**WORK TO BE COMPLETED:**
Which rows contain the string "hand" with the same capitalization? Select each of those rows and copy it out in full.

**TASK INPUT:**
=======

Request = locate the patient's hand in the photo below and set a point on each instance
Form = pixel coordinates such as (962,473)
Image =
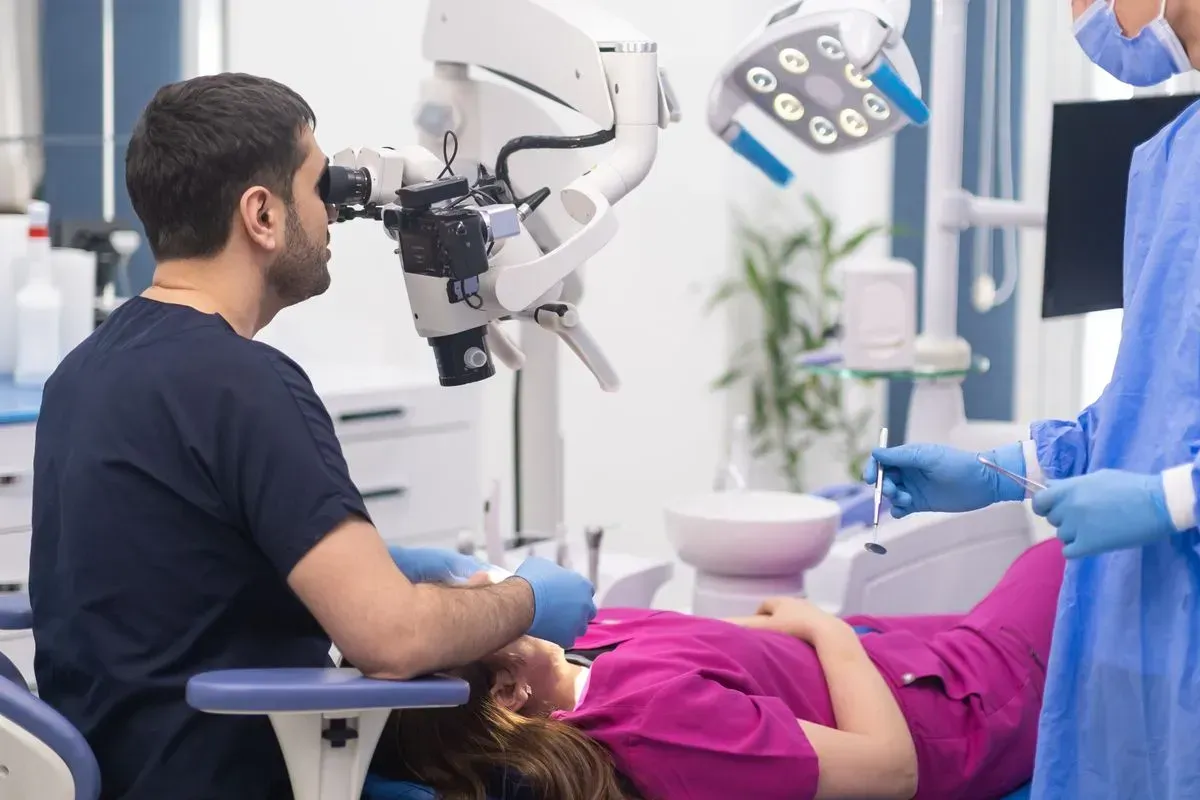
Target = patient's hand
(795,617)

=======

**CORRECT RESPONSE:**
Request = locate the patient's hand in the photo below and set a point on each instance
Target = patient's hand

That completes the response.